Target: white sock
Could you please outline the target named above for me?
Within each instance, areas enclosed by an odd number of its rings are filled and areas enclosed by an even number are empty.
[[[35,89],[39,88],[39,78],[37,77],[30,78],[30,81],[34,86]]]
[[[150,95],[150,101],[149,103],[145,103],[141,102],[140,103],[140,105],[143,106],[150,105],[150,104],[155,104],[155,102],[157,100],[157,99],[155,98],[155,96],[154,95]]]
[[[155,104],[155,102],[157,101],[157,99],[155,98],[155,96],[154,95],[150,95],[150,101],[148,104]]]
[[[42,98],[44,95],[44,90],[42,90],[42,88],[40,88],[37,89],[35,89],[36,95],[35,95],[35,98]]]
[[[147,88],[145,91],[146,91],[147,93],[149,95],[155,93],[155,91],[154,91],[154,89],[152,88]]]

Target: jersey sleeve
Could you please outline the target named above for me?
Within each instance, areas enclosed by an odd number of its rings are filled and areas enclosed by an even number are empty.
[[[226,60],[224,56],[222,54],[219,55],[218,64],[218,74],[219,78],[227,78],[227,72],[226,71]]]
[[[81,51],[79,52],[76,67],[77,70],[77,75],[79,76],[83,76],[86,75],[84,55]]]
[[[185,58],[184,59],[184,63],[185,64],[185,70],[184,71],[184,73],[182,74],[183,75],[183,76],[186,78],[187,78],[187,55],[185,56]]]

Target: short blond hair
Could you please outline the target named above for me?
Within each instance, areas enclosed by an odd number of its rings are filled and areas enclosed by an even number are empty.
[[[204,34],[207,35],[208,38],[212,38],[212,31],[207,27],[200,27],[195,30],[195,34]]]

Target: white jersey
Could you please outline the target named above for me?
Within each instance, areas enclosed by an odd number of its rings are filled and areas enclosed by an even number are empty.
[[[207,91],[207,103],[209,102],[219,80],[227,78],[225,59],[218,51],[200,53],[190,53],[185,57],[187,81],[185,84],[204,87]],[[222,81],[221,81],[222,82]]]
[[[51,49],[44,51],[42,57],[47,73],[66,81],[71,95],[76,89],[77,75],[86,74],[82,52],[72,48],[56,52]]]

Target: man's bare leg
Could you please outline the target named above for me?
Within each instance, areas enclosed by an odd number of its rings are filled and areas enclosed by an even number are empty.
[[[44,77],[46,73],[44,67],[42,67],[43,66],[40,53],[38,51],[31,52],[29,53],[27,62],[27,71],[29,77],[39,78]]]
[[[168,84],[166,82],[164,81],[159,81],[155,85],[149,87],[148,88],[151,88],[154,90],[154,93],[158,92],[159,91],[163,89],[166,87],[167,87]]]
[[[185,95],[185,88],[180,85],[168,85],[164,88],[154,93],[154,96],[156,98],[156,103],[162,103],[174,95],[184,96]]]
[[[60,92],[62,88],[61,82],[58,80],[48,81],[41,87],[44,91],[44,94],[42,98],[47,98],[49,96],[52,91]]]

________________________

* **Set exercise**: Starting at the line that contains "Target: white jersey" and ending with the last line, add 100 to every number in the outline coordinates, and write all those lines out again, requests included.

* **Output**:
Target: white jersey
Could you please outline the target named above for me?
Within each instance, areas enclosed by an odd number of its rings are filled and areas enclosed by an even number are empty.
[[[307,191],[307,203],[309,202],[319,180],[327,178],[325,159],[318,151],[300,153],[290,153],[285,157],[287,181],[285,184],[304,187]],[[322,181],[321,181],[322,182]]]
[[[151,149],[144,151],[142,157],[147,173],[166,181],[171,195],[176,189],[177,175],[186,174],[182,152],[172,148],[156,152]]]

Target: man's bare leg
Could you please outline the target named above for me?
Within each instance, areas enclosed by an odd number of its rings are filled and areas enclosed by an even number are empty.
[[[144,177],[146,173],[144,167],[142,167],[143,166],[140,153],[138,151],[131,152],[129,153],[127,162],[127,171],[129,177],[139,178]]]
[[[268,184],[266,182],[264,181],[259,181],[255,185],[249,187],[248,188],[251,188],[254,190],[254,193],[258,192],[259,191],[263,189],[266,187],[267,187]]]
[[[285,195],[285,188],[280,185],[268,185],[264,188],[254,193],[254,196],[256,198],[256,203],[262,203],[274,195],[284,196]]]
[[[160,192],[162,188],[161,182],[158,180],[148,181],[141,187],[144,191],[144,194],[142,198],[147,198],[149,196],[152,191]]]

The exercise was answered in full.